### Your assignment
Copy the records below exactly as they stand. Leave out the pictures.

..........

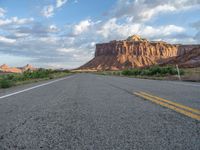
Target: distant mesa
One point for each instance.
(6, 69)
(136, 52)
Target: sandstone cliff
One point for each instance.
(137, 52)
(6, 69)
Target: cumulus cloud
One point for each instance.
(113, 29)
(2, 12)
(144, 10)
(82, 27)
(7, 40)
(15, 21)
(48, 11)
(60, 3)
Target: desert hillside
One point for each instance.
(137, 52)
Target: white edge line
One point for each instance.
(186, 84)
(34, 87)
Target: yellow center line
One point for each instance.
(162, 103)
(173, 103)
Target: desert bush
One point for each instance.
(152, 71)
(5, 83)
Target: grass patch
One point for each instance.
(152, 71)
(8, 80)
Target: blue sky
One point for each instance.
(63, 33)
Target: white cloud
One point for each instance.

..........

### Response to the exercise
Target: distant mesa
One point for each instance.
(6, 69)
(136, 52)
Target: sandstone cliff
One point for each instance.
(137, 52)
(6, 69)
Target: cumulus cloud
One point for each instance.
(113, 29)
(2, 12)
(144, 10)
(82, 27)
(7, 40)
(15, 21)
(48, 11)
(60, 3)
Target: desert hillside
One point for each instance.
(137, 52)
Target: white edge line
One point for each instance.
(186, 84)
(34, 87)
Target: yellow center line
One point for each instance.
(162, 103)
(173, 103)
Target: desert bush
One point for each instance.
(152, 71)
(5, 83)
Target: grass patch
One point for each instance.
(152, 71)
(8, 80)
Target: blue sky
One point for each instance.
(63, 33)
Target: white cloud
One point for each instance.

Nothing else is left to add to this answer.